WORKING DATA
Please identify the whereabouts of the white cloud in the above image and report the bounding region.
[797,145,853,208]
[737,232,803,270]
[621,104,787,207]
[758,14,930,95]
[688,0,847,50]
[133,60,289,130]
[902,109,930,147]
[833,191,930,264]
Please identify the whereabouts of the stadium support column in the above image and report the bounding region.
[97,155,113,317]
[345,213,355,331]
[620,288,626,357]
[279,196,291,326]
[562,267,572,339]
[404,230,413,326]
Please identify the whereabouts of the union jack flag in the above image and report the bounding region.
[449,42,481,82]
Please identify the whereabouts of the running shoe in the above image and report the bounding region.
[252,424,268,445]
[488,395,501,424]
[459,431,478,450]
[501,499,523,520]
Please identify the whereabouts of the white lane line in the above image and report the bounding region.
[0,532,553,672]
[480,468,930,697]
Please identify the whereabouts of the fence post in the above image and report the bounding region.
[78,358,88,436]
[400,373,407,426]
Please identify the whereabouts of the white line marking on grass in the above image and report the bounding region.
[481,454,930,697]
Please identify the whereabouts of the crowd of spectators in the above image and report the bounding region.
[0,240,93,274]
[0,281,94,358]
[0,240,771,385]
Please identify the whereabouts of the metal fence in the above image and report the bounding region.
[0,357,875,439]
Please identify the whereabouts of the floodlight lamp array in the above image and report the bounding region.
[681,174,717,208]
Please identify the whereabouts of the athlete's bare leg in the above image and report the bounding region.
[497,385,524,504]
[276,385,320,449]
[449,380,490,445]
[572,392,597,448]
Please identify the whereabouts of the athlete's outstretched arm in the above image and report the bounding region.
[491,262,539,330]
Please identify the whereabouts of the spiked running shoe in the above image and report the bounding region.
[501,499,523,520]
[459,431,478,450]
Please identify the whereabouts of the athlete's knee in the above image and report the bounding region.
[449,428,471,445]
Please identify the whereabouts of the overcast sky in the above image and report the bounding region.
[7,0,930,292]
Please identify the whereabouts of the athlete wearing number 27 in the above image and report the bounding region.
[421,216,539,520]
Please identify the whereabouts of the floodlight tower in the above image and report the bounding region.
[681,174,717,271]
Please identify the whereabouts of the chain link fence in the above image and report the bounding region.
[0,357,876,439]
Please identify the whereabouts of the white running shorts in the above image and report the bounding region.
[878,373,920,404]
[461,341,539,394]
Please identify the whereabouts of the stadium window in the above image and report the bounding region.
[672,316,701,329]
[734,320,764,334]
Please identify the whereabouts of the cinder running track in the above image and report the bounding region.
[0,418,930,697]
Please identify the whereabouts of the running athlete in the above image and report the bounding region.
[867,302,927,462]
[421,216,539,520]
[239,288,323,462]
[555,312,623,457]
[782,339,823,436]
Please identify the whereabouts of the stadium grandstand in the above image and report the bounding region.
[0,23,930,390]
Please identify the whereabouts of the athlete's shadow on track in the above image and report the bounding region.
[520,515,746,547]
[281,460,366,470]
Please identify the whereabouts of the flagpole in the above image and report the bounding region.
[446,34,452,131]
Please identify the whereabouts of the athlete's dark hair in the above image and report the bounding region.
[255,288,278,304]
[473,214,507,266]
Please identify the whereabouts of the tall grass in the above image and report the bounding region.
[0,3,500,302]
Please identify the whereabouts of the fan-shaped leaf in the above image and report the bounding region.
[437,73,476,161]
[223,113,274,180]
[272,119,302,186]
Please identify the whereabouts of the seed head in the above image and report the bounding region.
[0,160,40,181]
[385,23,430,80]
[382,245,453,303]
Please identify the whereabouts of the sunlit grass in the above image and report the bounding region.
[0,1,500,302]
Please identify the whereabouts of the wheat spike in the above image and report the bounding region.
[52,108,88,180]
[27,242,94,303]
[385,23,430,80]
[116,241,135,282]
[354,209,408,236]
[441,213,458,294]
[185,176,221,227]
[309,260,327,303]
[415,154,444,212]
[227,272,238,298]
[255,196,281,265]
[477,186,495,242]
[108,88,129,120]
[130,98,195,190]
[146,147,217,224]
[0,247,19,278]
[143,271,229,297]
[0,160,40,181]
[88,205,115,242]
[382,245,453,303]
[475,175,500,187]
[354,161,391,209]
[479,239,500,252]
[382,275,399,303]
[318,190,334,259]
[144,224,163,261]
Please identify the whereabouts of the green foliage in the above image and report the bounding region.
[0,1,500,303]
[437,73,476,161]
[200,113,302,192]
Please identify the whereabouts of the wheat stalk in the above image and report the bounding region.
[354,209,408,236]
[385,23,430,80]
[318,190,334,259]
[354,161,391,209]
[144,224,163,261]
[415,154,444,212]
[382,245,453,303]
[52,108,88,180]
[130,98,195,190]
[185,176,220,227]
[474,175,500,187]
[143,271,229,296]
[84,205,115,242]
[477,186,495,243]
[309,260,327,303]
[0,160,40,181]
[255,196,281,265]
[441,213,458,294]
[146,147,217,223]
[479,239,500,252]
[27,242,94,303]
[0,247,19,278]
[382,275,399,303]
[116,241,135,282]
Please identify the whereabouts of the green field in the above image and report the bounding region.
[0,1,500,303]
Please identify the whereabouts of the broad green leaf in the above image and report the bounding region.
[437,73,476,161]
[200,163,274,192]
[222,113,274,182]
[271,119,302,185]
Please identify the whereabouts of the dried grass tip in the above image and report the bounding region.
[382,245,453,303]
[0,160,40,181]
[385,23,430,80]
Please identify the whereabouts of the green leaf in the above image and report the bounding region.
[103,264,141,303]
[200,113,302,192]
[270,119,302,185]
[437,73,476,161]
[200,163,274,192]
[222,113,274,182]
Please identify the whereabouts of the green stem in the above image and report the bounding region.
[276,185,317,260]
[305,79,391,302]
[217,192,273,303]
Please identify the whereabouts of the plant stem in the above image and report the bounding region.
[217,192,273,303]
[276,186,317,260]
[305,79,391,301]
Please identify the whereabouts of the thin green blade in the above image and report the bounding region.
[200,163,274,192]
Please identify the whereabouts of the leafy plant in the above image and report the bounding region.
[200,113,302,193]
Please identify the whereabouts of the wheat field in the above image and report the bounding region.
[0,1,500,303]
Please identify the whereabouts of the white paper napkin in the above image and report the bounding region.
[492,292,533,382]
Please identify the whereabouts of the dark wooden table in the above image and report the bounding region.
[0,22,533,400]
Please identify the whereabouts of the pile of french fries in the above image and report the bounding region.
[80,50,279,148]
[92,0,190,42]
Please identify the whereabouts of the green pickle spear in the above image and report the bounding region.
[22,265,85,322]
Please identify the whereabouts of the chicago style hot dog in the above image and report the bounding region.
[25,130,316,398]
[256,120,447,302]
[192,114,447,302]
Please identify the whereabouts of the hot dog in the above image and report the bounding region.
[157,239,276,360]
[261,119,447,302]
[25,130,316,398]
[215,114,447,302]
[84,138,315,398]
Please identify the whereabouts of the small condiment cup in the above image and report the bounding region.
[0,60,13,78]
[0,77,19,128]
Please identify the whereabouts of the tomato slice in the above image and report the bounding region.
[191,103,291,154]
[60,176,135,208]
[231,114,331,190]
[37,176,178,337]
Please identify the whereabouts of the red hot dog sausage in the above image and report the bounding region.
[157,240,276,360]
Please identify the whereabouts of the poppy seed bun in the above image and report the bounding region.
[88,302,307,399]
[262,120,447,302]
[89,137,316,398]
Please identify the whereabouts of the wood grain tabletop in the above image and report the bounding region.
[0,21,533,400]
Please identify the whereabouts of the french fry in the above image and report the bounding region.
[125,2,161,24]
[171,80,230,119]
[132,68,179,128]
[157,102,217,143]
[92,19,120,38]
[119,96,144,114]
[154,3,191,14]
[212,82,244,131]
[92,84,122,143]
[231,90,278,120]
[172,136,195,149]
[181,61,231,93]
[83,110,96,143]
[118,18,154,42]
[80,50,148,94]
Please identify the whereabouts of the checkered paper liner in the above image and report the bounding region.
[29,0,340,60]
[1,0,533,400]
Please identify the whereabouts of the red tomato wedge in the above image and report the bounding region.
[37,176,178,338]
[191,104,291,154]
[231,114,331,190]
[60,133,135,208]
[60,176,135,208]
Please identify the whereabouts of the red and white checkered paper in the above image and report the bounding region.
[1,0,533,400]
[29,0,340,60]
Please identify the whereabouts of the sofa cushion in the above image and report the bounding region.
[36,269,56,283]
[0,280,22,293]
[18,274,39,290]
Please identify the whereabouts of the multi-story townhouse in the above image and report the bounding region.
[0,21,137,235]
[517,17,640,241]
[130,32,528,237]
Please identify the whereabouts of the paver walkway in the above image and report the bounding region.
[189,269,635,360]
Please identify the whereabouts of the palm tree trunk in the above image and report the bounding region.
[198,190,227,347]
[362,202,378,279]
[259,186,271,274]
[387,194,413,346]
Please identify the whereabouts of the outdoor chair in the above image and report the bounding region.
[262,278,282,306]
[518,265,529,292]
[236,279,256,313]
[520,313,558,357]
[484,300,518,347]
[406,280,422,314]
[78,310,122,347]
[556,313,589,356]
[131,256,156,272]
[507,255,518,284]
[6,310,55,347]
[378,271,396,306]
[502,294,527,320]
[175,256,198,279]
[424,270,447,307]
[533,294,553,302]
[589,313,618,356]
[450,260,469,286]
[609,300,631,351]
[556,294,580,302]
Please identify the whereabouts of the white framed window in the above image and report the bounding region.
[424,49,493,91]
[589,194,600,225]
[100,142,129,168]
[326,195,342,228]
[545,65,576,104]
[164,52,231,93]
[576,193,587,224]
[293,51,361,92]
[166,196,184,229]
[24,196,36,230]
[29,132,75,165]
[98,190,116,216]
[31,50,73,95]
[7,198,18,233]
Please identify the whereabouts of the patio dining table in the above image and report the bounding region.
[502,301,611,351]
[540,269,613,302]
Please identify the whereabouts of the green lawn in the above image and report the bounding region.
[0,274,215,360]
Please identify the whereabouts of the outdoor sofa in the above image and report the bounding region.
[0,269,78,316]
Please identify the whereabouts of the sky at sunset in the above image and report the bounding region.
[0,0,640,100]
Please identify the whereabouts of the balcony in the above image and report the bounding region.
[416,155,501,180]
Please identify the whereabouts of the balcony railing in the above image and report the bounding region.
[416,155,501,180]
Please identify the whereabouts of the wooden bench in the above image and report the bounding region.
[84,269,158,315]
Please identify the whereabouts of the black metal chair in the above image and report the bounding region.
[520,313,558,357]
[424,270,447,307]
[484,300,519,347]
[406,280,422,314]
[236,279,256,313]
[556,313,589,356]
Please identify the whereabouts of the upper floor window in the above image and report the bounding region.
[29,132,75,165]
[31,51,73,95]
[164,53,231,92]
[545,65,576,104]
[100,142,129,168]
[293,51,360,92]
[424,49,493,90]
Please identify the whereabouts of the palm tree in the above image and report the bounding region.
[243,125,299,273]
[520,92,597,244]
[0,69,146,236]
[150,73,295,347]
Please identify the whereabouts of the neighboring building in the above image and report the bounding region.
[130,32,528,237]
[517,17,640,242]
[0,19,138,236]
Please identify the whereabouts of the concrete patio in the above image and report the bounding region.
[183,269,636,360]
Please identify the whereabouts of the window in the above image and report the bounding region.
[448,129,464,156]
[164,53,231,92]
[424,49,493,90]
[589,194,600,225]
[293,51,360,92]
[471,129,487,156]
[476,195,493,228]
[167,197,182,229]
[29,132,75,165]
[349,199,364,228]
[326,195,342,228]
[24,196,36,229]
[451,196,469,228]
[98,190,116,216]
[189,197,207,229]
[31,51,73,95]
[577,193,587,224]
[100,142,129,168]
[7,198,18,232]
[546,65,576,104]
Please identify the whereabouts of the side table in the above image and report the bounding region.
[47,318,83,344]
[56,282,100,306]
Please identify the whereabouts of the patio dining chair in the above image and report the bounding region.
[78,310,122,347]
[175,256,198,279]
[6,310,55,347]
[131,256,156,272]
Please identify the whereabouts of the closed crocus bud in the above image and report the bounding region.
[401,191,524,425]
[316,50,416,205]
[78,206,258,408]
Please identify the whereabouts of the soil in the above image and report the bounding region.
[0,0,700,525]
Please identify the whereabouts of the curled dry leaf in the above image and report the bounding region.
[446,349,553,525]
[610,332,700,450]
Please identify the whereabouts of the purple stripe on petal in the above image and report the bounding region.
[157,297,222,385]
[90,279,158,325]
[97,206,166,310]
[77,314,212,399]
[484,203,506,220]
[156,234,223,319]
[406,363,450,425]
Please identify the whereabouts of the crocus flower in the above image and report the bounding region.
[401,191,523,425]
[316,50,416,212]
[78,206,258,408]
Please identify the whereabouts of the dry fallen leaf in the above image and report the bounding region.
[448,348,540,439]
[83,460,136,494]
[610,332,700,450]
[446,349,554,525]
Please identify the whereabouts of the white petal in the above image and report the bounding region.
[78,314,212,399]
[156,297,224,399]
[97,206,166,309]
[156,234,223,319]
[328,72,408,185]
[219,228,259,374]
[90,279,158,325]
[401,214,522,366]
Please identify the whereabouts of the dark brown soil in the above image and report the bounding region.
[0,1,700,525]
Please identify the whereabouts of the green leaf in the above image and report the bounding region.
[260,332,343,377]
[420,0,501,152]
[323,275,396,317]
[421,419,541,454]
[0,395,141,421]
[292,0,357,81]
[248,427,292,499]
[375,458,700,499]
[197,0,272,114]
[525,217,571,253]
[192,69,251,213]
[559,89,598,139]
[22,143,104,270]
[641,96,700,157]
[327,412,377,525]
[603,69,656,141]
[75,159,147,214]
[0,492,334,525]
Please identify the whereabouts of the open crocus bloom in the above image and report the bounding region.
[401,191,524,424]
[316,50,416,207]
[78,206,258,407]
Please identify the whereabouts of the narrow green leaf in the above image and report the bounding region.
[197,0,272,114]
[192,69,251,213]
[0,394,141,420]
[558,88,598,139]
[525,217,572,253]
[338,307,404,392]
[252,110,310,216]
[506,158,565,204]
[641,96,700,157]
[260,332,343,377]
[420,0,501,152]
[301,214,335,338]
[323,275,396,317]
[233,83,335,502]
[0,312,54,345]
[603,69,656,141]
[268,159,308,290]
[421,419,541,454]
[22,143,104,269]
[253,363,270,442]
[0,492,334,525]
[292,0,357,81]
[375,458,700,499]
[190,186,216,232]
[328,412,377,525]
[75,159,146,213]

DIRECTIVE
Copy out, word for word, every line of the entries above, from the line containing "Please identify the whereabouts of the athlete's dark" down to the line containing "[0,3,500,302]", including both of those lines.

CORRECT RESULT
Please identify the whereabouts of the athlete's dark hair in the above image and report the bounding region.
[255,288,278,304]
[473,214,507,266]
Please identify the whereabouts of the tall grass in the above image and report the bounding region.
[0,3,500,302]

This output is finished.